*AIM*: Starting at the line that contains "Can you find the distant" and continuing through the end of the entries below, rewrite those lines with "trousers" replaced by "pants" and everything else unchanged.

-- begin RECORDED DATA --

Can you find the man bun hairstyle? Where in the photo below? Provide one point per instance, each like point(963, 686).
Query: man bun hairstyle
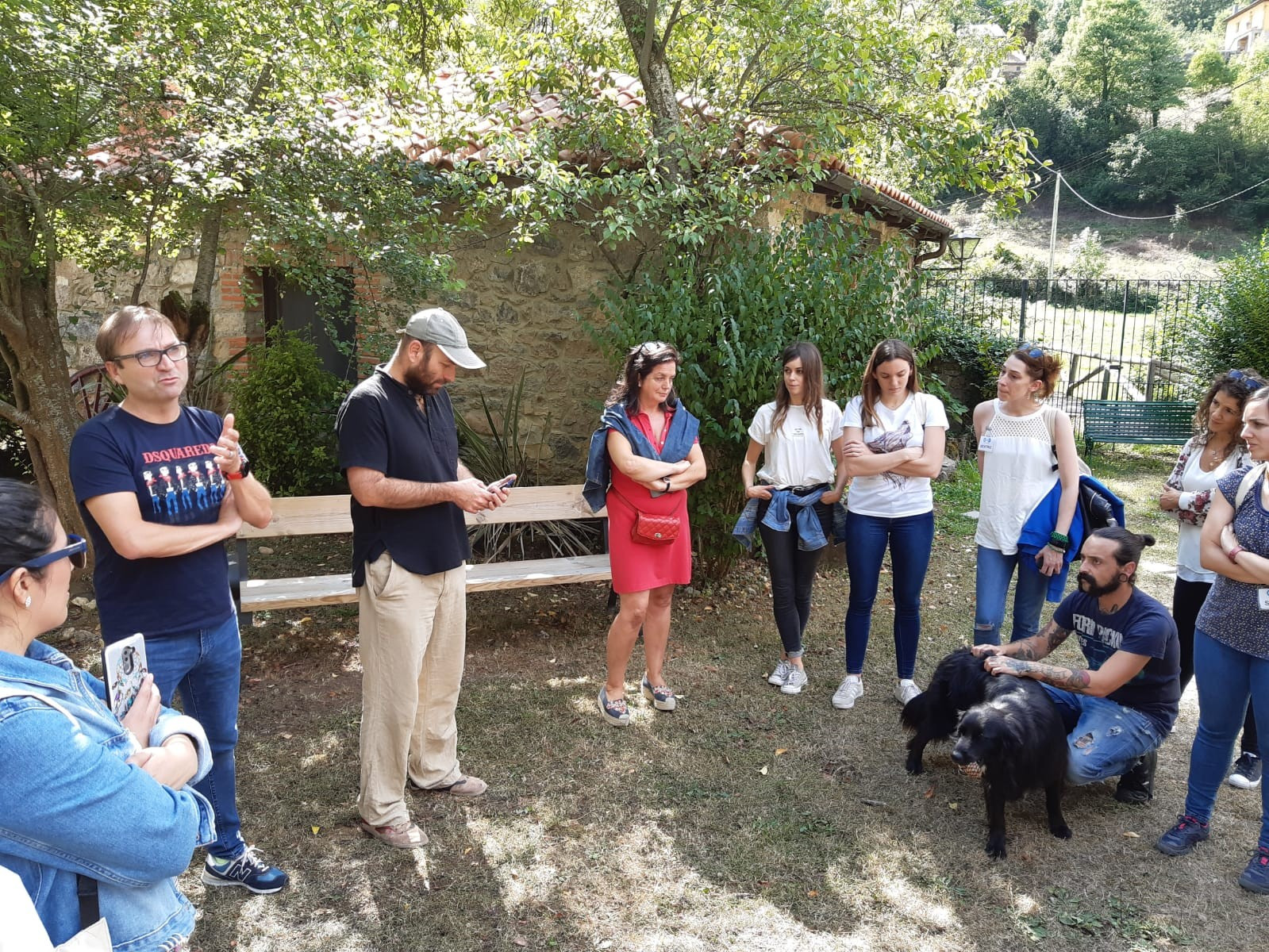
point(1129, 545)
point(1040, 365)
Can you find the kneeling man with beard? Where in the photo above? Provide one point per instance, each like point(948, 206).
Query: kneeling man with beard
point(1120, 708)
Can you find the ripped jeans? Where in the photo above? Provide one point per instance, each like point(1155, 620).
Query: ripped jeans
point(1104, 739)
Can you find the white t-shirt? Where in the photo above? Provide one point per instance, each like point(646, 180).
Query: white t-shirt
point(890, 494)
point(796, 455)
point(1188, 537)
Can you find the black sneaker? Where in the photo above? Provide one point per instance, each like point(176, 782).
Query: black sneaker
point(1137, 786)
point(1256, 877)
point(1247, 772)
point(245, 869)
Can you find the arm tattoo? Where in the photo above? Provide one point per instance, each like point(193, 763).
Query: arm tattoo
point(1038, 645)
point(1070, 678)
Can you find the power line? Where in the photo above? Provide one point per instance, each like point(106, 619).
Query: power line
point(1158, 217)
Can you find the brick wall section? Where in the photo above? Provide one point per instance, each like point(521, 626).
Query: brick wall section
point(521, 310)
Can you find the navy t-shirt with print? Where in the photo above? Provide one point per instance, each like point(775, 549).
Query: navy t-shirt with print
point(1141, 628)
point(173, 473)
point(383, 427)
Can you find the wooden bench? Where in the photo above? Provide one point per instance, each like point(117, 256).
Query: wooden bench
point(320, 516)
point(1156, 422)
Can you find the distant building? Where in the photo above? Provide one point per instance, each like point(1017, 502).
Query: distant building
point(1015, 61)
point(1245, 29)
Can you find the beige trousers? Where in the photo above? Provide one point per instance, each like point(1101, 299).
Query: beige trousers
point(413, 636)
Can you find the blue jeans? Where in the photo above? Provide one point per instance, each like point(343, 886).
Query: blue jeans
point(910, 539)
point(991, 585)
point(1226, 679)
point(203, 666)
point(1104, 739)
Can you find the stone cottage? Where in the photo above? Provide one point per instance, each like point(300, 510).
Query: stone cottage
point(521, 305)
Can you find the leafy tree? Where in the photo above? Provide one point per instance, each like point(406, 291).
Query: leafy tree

-- end RECORDED DATA --

*CORRECT RESULT*:
Can you find the distant building? Where in the photo above? Provide one point per instance, each like point(1017, 502).
Query: distant building
point(1015, 61)
point(1245, 29)
Can you find the beige pants? Where in the photo above? Provide one point per instance, each like point(1101, 299).
Query: beige pants
point(413, 636)
Can you find the blue jeans? Where in the photo above? Provide one point per instance, each like point(343, 886).
Query: blue jeans
point(910, 539)
point(991, 585)
point(1226, 679)
point(203, 666)
point(1104, 739)
Can you find the stone cottage? Where in the photo above? Provide one point per instance, each like point(300, 510).
Query: stone cottage
point(521, 305)
Can you find the leafy tree? Where in the photo above? Provide one point per instance, each like point(406, 291).
Query: leafy tree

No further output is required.